***** TEXTE FOURNI

Donald Trump ne passe pas tout son temps sur Twitter : voici ses quatre grands succès personnels depuis le début de son mandat
En une année à la Maison Blanche, le milliardaire a multiplié les sorties fracassantes sur Twitter, mais il a aussi remporté des victoires notables.
Un président qui tweete beaucoup, mais qui ne fait pas grand-chose, si ce n'est jouer au golf. La caricature colle à la peau de Donald Trump, souvent vilipendé par la presse étrangère, y compris en France. A la fin de l'année 2017, la Maison Blanche a fait son propre bilan, en dressant la liste des 81 réussites majeures du président américain, depuis son arrivée au pouvoir un an plus tôt, le 20 janvier.
Cet inventaire à la Prévert, relayé par le Washington Examiner (en anglais), était censé faire taire les critiques et les moqueries sur le piètre bilan de sa première année de présidence. Depuis qu'il s'est installé dans le Bureau ovale, le milliardaire a certes réussi à se fâcher avec la Terre entière, mais il peut tout de même s'enorgueillir de plusieurs victoires de taille.
Il a signé une réforme fiscale à 1 500 milliards de dollars
Donald Trump est parvenu à finir sa première année de mandat en beauté. Juste avant de partir pour Noël dans sa luxueuse résidence de Mar-a-Lago, en Floride, il a paraphé sa réforme fiscale : la première grande loi de son mandat, onze mois après son accession au pouvoir. Les allégements fiscaux pour les particuliers et les entreprises sont estimés à 1 500 milliards de dollars, pour les dix prochaines années. Les Etats-Unis n'avaient pas connu pareille baisse de la fiscalité depuis la refonte du Code des impôts sous Ronald Reagan, en 1986.
Cette réforme fiscale va faire baisser de manière drastique les impôts des contribuables les plus riches et des entreprises. C'est le rêve absolu du parti républicain depuis des années.
Françoise Coste, maître de conférences en civilisation américaine à l'université de Toulouseà franceinfo
"Cela explique pourquoi les républicains n'abandonnent pas Donald Trump", poursuit Françoise Coste. "C'est sa grande victoire politique de l'année, car il fait coup double, souligne Corentin Sellin, professeur agrégé d'histoire, spécialiste des Etats-Unis. Pour la première fois, il a obtenu de la majorité républicaine qu'elle aille là où il voulait l'emmener. Et il a même vaincu les résistances de certains républicains qui lui étaient hostiles au Sénat."

**********

## CONSIGNE 1
Répondez aux questions suivantes d'après l'article sur le bilan de Donald Trump :
(a) Combien de réussites majeures la Maison Blanche a-t-elle recensées à la fin de l'année 2017 ?
(b) À quel montant sont estimés les allégements fiscaux de la réforme, et sur quelle période ?
(c) Sous quel président et en quelle année avait eu lieu la précédente baisse comparable de la fiscalité ?
## CONSIGNE 2
Reproduisez mot pour mot le passage de l'article sur le bilan de Donald Trump qui commence par les mots « Un président qui » et se termine par « le 20 janvier. ».

***** EXTRAIT DES DONNÉES

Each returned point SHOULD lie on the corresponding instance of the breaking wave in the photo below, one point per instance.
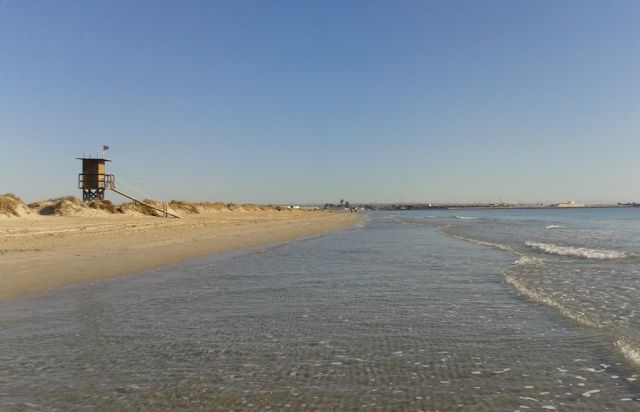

**********

## RÉPONSE ATTENDUE 1
(a) 81 réussites majeures.
(b) 1 500 milliards de dollars, pour les dix prochaines années.
(c) Sous Ronald Reagan, en 1986.

## RÉPONSE ATTENDUE 2
Un président qui tweete beaucoup, mais qui ne fait pas grand-chose, si ce n'est jouer au golf. La caricature colle à la peau de Donald Trump, souvent vilipendé par la presse étrangère, y compris en France. A la fin de l'année 2017, la Maison Blanche a fait son propre bilan, en dressant la liste des 81 réussites majeures du président américain, depuis son arrivée au pouvoir un an plus tôt, le 20 janvier.